[Dataset rows]
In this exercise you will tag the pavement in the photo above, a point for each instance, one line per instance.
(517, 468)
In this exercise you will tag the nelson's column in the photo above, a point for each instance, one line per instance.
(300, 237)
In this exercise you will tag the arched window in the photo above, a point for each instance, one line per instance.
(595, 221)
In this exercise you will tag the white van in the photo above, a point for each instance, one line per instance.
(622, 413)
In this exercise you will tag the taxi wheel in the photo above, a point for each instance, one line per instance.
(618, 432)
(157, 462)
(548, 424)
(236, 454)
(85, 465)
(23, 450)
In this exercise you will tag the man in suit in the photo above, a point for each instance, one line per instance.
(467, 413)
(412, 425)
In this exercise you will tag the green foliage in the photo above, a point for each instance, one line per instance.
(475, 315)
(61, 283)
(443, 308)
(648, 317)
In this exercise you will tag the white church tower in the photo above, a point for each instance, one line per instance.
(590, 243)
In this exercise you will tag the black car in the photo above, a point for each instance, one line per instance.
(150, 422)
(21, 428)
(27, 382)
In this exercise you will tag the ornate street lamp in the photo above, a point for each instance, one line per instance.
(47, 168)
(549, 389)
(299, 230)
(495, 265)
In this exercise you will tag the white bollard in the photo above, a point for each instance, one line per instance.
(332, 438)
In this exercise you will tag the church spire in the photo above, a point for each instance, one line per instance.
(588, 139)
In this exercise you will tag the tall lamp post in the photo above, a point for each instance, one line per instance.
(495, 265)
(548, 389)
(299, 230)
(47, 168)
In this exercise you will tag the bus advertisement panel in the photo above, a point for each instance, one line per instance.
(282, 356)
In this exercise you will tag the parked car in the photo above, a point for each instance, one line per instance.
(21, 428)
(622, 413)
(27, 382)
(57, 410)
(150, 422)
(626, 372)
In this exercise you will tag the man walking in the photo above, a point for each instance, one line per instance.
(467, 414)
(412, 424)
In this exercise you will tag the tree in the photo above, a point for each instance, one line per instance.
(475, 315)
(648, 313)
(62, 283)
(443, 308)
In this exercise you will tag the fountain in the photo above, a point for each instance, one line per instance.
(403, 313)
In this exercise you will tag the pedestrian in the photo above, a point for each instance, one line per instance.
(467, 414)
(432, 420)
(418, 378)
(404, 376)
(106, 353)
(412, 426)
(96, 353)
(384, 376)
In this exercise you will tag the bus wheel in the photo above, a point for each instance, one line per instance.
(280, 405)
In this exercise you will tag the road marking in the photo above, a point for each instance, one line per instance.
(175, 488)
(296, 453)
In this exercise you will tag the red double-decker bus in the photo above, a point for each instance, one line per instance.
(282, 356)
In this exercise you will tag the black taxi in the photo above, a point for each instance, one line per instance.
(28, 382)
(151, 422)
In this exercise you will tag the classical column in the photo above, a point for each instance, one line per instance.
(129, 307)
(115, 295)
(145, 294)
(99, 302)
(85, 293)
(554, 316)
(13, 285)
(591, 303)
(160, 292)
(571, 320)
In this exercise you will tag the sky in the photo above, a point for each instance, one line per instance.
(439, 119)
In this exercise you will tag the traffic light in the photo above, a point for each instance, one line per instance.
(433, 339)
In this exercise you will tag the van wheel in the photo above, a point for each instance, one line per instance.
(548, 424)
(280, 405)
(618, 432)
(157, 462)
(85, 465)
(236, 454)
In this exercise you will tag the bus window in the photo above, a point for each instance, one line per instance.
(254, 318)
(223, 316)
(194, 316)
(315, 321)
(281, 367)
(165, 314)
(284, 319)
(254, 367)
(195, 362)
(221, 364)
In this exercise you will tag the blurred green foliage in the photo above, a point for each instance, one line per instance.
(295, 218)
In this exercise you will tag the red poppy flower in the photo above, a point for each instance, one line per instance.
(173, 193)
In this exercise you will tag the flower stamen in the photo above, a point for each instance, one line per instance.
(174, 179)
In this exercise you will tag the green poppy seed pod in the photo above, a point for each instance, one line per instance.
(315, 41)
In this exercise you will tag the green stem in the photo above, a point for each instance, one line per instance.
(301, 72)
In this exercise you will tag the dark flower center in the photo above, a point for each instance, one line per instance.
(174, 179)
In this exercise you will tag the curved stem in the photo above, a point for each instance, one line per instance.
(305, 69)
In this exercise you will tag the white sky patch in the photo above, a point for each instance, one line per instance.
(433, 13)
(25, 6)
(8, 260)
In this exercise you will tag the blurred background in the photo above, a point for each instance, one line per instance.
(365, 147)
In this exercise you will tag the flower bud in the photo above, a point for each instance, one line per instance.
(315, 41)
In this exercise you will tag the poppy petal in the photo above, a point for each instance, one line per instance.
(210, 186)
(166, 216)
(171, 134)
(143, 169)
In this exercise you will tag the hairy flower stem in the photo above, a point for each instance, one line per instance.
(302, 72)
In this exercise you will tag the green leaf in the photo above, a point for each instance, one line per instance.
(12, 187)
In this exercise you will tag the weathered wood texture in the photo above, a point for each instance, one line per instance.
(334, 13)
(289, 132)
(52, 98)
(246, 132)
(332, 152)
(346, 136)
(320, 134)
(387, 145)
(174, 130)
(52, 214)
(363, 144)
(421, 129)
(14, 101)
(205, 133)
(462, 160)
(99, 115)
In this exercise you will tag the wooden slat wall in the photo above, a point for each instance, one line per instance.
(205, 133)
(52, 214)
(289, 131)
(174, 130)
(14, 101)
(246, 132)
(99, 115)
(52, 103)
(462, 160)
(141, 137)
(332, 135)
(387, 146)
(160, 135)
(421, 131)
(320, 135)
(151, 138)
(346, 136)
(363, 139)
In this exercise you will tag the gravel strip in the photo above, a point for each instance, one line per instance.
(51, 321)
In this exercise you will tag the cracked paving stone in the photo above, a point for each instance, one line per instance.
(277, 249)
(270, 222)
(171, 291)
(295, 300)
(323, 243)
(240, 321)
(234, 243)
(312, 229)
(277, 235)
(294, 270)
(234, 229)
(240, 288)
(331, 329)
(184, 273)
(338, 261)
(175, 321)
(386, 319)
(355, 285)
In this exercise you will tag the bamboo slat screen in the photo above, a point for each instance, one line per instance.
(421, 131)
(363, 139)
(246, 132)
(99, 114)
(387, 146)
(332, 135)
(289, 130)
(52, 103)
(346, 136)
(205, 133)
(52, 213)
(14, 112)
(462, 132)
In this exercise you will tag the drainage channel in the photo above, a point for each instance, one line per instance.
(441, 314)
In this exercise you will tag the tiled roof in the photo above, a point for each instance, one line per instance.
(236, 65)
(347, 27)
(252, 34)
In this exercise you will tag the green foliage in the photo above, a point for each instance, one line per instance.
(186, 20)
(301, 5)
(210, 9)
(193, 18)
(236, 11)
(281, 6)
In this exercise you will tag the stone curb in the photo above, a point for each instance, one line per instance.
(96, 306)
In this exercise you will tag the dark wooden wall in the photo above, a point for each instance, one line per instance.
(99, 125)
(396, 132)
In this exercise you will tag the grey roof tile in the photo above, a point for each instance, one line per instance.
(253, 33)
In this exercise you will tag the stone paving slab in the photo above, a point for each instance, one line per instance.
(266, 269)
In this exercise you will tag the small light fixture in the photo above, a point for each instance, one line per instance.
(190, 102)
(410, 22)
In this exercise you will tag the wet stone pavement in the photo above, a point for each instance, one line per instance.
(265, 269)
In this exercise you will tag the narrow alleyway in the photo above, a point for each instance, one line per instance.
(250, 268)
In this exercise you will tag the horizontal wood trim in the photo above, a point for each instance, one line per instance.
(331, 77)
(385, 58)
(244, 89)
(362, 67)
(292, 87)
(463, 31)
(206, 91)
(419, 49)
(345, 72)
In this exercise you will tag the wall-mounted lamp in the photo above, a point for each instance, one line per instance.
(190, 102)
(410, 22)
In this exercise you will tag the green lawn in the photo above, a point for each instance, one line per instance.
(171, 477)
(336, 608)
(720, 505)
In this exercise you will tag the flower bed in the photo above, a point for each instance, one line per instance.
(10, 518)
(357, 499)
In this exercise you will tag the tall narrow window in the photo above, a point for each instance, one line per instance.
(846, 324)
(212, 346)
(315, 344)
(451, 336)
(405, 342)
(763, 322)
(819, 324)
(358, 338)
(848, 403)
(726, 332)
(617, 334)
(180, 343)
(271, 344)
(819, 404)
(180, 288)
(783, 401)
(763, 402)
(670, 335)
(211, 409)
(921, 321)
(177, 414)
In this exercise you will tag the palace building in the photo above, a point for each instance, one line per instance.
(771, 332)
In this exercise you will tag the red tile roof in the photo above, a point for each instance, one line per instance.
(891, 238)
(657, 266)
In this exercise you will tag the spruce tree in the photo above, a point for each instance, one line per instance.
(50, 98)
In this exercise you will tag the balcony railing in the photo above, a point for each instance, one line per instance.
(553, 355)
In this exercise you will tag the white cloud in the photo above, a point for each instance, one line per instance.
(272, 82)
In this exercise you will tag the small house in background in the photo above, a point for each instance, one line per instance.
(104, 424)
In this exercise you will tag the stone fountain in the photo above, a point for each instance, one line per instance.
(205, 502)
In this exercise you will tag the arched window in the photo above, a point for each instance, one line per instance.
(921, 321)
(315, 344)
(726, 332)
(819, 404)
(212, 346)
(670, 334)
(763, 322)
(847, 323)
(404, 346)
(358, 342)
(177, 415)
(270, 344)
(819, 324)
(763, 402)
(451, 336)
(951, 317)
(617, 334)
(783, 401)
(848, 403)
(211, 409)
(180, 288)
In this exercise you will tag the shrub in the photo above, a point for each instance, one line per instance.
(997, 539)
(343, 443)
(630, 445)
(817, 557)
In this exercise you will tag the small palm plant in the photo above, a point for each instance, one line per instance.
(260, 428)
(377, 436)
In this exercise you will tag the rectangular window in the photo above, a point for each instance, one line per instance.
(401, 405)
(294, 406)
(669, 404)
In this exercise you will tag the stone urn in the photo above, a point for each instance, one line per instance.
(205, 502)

REQUIREMENTS »
Please copy the material from the line containing "In this exercise you will tag the small palm" through the end of the material, replacing "rectangular window" with "square window" and leaving everything else unchanged.

COMPLETED TASK »
In this exercise you will tag the small palm plant in the photo above, a point for each instance, one line per instance.
(260, 428)
(377, 436)
In this exercise you will tag the square window in the photo above, a point for each instance, one line per instance.
(401, 405)
(294, 406)
(669, 404)
In this exercise you will tag the stone urn in the photo above, a point for each instance, one line per instance.
(205, 502)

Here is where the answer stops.